Drogas e Prevenção (ou para que(m) importa o que botamos na veia?)
agosto 17, 2009, 6:57 pm
Filed under: Conscientização

Uma verdade interessante, mas dificilmente aceita, é essa: nós, como indivíduos e como sociedade, somos os nossos preconceitos. Várias áreas do conhecimento, da filosofia hermenêutica à psicolingüística, passando pela sociologia interacional, pela antropologia cultural e pela psicanálise, todos chegaram à mesma conclusão: a forma como percebemos, compreendemos, interpretamos e atuamos no e sobre o mundo envolvem, sempre, os nossos preconceitos, seja na forma de conteúdos culturais predeterminados, de normas sociais ou mesmo de padrões e preferências pessoais, por vezes incoscientes.

Isso pode parecer esquisito, já que aprendemos desde o colégio que é mal e feio ser preconceituoso. No entanto, por mais que nós nos esforcemos, vamos sempre ser preconceituosos: sempre veremos e sentiremos o mundo a partir de uma lente toda própria, que envolve a maneira como fomos criados, as nossas tendências e vivências psíquicas e as normas sociais a que somos, a todo momento, expostos, pelo simples motivo de viver interagindo em sociedade. O problema então, não é ser ou não ser preconceituoso, mas poder refletir e escolher quais preconceitos são bons e quais não são bons: quais nós podemos e devemos manter, e quais nos trazem problemas e concepções inaceitáveis sobre o mundo e sobre os outros.

O.k.: você deve estar se perguntando: “isso não é um post sobre drogas? O que diabos isso tem que ver com drogas?” Se você está se fazendo essa pergunta, ótimo: é exatamente isso o que vai garantir que você está prestes a entender o espírito da coisa – tal como eu e os meus preconceitos a vemos, claro. Pois bem: o espírito da coisa é esse: quando o assunto é drogas e tudo o que se relaciona com ela, estamos cobertos de preconceitos sobre os quais não costumamos refletir. Parece que nos impõem uma determinada visão sobre o tema e ninguém pode discutir sobre esses preconceitos sem ser taxado de maluco ou de “drogado”. Os preconceitos que temos de discutir começam no significado mesmo da palavra drogas.

• O que fazer
[a] Diga se cada afirmação concorda com o texto sobre drogas e preconceitos, respondendo sim ou não e citando as palavras do texto que decidem a questão: (i) Com esforço suficiente, é possível deixar de ser preconceituoso. (ii) Os preconceitos a discutir começam no significado da palavra drogas. (iii) A verdade apresentada no início é facilmente aceita.
[b] Continue o texto sobre drogas e preconceitos com um parágrafo, começando depois da última frase apresentada.

• Dados fornecidos

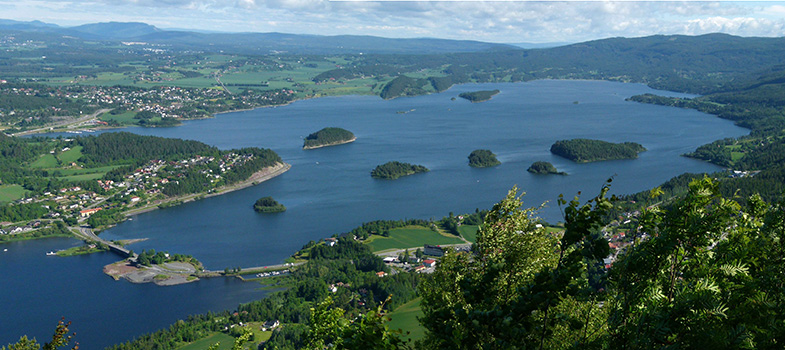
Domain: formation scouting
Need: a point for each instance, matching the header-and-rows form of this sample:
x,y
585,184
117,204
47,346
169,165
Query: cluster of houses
x,y
146,181
618,237
13,230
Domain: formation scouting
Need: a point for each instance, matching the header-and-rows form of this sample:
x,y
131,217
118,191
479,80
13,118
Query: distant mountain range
x,y
254,43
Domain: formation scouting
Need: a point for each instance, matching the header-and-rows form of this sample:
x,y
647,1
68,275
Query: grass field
x,y
103,170
202,344
125,118
410,237
46,161
71,155
405,319
469,232
10,193
83,177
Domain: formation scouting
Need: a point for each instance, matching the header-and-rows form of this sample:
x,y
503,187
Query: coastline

• Respostas
[a]
(i) Não: "por mais que nós nos esforcemos, vamos sempre ser preconceituosos"
(ii) Sim: "Os preconceitos que temos de discutir começam no significado mesmo da palavra drogas."
(iii) Não: "Uma verdade interessante, mas dificilmente aceita"

[b]
Num sentido bem amplo droga significa qualquer substância química que provoca alguma modificação no organismo – desde um calmante até um antiácido. Não por outro motivo, o equivalente norte-americano à nossa Vigilância Sanitária, que autoriza a comercialização de remédios, é a Food and Drug Administration (FDA); numa tradução livre: “administração de DROGAS e alimentos”. O.k., mas esse significado é, realmente, um pouco amplo demais para o nosso debate. Então, podemos reduzir um pouco este significado e dizer que droga é qualquer substância PSICOATIVA, isto é, qualquer substância capaz de atuar e modificar o funcionamento do nosso sistema nervoso central, especialmente do cérebro. Assim, manteríamos dentro da definição o calmante, mas retiraríamos o antiácido. Essa parece uma definição bastante satisfatória e é, de fato, amplamente utilizada na literatura médica, psicológica e farmacológica. Curiosamente, não é a mais popular no debate público sobre drogas – e sobre os nossos preconceitos sobre drogas.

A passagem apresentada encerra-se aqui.